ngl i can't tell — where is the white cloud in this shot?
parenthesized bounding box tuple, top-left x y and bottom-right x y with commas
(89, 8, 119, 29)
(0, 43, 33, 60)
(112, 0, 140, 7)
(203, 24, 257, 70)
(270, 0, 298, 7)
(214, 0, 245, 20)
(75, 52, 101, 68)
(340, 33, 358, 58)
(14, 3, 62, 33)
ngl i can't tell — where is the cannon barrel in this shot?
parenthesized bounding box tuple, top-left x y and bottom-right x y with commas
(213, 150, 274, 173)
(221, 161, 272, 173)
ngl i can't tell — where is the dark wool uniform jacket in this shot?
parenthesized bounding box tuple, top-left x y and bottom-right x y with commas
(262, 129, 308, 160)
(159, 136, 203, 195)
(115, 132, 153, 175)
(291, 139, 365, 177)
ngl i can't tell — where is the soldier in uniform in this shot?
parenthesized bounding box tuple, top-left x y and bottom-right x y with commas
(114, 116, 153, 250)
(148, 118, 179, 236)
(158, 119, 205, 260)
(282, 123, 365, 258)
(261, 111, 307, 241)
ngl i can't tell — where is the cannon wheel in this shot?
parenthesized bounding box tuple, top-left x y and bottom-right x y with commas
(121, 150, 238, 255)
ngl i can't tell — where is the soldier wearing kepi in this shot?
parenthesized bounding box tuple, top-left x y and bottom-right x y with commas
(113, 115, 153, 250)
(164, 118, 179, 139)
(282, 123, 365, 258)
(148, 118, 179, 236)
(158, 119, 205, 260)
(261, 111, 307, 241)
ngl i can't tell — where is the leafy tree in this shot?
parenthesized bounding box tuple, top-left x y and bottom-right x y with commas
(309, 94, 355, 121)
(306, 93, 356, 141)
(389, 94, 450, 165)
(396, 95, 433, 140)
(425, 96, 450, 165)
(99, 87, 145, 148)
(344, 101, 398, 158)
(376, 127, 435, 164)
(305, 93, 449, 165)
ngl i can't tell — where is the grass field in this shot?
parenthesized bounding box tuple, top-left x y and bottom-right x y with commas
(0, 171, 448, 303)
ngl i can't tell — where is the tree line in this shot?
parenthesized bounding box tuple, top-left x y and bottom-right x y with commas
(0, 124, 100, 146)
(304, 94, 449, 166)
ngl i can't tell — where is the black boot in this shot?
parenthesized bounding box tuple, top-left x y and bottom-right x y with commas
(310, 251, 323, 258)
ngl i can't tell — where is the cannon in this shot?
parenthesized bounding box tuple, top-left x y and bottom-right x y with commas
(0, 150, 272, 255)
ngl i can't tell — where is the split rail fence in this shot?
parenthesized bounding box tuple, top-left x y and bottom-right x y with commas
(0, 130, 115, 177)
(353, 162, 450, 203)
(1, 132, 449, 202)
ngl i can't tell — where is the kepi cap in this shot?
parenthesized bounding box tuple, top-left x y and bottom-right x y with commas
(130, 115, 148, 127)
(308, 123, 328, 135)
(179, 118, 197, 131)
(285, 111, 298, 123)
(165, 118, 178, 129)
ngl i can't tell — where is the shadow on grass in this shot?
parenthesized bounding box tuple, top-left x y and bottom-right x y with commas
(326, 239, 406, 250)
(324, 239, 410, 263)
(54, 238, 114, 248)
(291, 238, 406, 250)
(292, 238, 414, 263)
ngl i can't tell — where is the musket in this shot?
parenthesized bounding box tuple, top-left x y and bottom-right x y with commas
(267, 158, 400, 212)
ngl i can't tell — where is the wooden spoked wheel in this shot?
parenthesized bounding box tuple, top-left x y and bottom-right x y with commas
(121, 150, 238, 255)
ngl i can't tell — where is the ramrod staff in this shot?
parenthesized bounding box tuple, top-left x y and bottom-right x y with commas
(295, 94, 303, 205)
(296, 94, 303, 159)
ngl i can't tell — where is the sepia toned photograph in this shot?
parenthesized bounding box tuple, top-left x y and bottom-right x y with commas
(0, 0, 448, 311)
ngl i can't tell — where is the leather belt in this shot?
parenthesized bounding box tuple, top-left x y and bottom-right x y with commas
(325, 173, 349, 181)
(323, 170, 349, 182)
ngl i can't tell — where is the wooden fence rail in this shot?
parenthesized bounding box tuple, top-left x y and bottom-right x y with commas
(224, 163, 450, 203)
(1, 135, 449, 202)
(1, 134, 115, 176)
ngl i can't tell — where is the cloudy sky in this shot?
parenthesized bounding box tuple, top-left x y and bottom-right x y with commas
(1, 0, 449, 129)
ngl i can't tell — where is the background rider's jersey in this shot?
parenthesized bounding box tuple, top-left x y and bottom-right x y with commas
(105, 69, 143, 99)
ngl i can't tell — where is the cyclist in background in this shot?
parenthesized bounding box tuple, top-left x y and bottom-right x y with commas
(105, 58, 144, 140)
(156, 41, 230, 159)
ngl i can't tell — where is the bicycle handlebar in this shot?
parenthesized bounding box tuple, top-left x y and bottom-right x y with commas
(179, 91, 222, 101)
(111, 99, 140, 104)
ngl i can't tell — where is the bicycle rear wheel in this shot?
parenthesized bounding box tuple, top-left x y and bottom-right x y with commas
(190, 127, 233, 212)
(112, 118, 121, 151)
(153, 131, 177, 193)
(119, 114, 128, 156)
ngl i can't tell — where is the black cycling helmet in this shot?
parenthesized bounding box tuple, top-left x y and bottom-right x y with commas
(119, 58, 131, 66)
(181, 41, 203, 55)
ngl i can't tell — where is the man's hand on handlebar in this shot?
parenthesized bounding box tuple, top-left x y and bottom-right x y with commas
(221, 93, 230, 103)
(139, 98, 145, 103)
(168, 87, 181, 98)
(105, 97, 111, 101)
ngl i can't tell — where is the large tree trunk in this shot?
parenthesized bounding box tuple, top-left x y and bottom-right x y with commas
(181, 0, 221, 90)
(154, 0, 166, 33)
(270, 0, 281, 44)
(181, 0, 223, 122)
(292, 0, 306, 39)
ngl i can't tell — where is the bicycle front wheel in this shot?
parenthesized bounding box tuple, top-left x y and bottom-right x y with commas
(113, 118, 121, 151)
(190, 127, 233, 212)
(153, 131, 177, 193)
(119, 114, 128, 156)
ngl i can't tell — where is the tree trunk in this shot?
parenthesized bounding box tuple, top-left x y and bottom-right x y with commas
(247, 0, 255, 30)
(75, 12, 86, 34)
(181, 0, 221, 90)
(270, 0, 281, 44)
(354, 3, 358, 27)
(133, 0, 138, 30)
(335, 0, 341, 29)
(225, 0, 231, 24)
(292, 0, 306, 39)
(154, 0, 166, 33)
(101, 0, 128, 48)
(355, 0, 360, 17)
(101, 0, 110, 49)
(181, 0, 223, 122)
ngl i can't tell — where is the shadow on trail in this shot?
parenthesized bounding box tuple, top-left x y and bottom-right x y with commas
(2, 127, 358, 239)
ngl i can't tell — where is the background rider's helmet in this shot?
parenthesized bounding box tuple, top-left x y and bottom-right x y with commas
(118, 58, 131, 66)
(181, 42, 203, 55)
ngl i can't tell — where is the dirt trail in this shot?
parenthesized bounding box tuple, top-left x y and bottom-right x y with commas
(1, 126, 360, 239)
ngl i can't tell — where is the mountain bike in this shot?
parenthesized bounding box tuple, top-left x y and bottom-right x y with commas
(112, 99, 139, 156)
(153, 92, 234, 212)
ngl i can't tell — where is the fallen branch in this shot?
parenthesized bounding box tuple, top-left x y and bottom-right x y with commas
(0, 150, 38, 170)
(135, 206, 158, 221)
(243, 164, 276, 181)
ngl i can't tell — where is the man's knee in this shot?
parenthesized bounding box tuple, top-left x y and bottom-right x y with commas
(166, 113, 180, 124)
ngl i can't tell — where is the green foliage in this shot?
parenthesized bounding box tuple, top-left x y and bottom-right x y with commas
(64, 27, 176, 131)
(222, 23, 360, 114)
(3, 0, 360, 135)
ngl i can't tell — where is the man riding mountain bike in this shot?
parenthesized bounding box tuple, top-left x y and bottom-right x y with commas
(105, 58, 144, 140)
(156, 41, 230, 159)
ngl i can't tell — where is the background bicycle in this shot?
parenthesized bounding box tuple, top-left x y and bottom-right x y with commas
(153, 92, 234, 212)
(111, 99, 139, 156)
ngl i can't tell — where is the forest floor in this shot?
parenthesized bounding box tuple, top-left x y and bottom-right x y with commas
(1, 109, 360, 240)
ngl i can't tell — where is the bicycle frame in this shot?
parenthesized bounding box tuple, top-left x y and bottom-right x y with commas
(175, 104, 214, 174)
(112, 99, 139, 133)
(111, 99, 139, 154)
• • • • • • •
**EXERCISE PROMPT:** Out of the records above, pull the lines that include the word "fence".

**RESPONSE:**
ngl i can't tell — where is the split rail fence in this shot?
ngl i can't tell — where is the wooden fence rail in this shot?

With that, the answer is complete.